Written exercise → Could you repeat the material from its start through the line containing "[[188, 232]]", substituting "lake" for "pond" and changing nothing else? Leave the pictures out of your answer.

_____

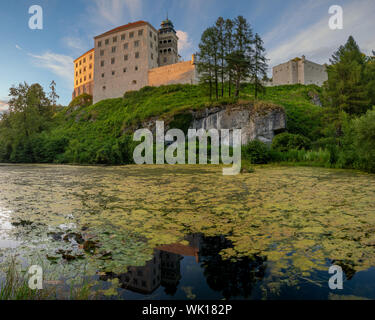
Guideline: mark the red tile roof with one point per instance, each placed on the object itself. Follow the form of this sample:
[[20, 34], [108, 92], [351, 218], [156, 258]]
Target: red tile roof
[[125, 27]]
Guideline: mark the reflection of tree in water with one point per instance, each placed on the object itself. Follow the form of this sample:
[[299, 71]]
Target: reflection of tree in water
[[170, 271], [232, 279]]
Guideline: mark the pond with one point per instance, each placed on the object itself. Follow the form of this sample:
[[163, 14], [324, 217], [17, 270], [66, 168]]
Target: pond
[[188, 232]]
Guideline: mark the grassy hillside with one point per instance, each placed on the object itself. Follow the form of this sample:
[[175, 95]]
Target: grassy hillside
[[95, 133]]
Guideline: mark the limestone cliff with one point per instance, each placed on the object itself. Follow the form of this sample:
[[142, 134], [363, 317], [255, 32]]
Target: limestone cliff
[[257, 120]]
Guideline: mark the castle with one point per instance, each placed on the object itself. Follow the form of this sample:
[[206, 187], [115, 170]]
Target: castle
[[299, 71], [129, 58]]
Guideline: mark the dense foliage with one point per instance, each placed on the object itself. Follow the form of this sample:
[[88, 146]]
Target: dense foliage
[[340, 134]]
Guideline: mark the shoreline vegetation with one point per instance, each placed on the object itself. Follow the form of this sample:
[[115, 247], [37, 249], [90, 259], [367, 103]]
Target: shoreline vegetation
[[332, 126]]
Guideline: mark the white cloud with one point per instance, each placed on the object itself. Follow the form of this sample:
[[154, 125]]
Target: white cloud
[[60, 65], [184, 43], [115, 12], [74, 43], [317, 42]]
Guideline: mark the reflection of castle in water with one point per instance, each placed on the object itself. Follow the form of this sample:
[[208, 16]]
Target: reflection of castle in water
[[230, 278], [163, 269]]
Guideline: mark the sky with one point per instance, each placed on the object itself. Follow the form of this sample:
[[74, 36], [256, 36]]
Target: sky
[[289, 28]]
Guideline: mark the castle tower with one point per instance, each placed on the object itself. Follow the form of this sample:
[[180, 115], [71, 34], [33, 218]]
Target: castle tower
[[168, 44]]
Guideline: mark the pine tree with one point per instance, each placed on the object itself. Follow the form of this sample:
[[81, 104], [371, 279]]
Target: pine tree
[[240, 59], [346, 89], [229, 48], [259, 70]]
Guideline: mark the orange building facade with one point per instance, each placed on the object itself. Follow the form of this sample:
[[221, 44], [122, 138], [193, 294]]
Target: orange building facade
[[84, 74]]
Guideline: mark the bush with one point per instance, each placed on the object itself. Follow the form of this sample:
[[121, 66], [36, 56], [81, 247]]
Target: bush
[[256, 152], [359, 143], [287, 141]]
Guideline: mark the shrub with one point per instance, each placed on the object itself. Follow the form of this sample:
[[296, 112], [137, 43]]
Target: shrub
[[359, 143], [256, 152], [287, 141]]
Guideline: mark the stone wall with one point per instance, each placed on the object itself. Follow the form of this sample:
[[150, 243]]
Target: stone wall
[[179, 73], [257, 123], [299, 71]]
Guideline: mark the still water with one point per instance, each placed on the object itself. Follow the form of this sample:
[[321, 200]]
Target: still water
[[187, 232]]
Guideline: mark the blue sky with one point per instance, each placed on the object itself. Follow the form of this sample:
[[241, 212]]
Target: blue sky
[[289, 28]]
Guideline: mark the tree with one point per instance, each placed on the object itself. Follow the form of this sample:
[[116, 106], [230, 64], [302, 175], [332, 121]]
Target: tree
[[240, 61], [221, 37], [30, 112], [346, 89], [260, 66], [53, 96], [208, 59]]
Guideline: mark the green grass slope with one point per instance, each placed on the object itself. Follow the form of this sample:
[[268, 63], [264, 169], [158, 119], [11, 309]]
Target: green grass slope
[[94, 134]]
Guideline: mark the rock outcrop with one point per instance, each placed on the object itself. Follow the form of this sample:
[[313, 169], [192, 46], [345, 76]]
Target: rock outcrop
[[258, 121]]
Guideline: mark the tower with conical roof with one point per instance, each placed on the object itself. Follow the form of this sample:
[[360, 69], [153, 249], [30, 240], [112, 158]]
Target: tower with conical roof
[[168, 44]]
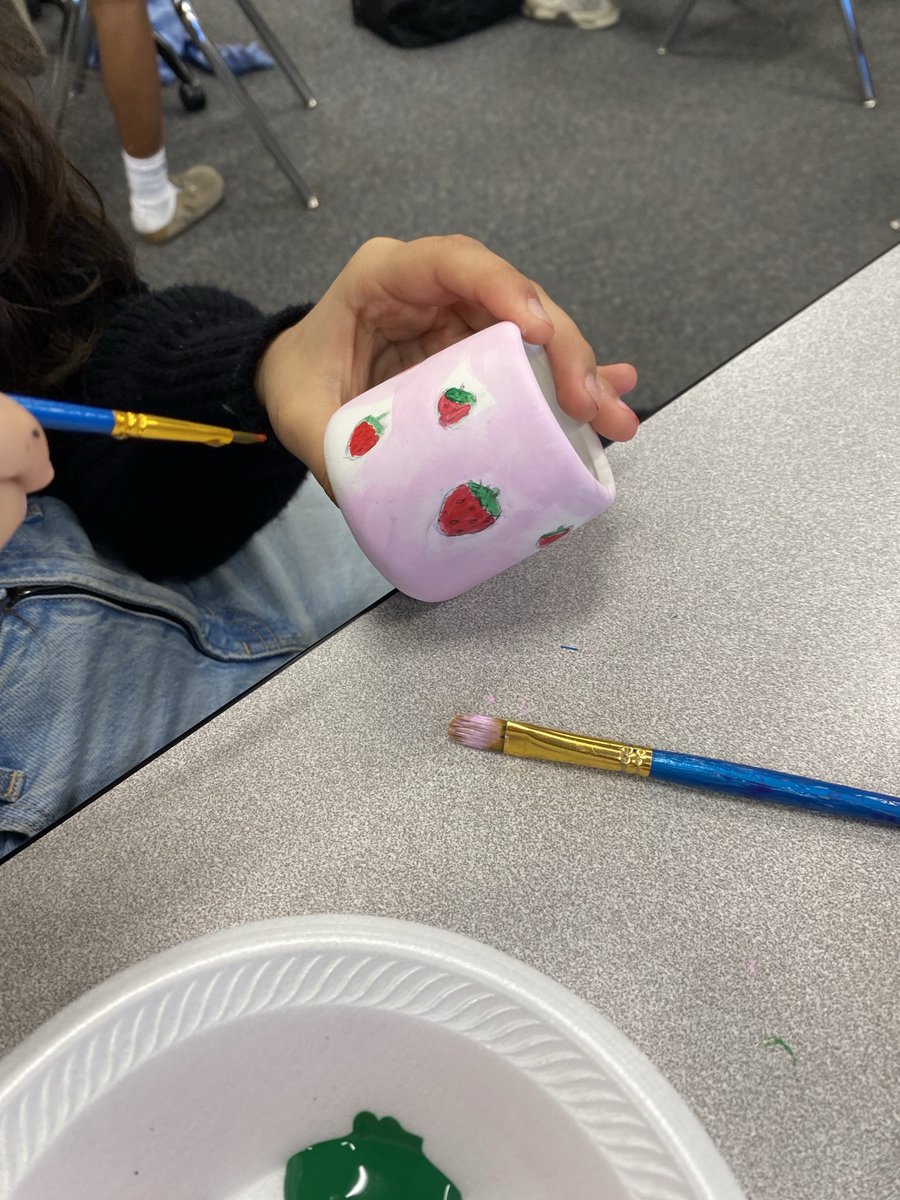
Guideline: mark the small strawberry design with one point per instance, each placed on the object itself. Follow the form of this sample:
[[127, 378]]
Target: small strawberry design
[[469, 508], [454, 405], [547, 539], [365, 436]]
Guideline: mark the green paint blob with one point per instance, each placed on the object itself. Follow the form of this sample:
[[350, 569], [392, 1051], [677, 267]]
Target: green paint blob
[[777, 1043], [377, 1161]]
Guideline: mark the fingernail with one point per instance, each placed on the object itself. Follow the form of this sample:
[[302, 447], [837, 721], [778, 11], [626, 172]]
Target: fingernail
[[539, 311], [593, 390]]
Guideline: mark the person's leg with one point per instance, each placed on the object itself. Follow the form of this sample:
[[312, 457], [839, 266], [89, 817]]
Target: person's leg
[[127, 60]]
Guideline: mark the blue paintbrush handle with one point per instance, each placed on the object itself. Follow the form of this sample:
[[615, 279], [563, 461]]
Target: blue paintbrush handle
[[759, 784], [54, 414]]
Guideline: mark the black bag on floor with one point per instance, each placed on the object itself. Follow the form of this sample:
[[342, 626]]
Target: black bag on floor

_____

Answer →
Guideline: mark the red tile roof with one point per instance, each placed on the object itself. Follow the form of this sample:
[[20, 34], [108, 92], [351, 218], [156, 258]]
Target: red tile roof
[[125, 27]]
Guideline: mark the reflection of tree in water with one point per instance, each placed on the object itself. Follow the form of this sample:
[[299, 71]]
Target: reflection of tree in water
[[170, 271], [232, 279]]
Guideline: mark the lake with one point per instance, each placed on the object itself. Follow the form of this sample:
[[163, 14], [324, 217], [17, 270], [66, 168]]
Target: lake
[[188, 232]]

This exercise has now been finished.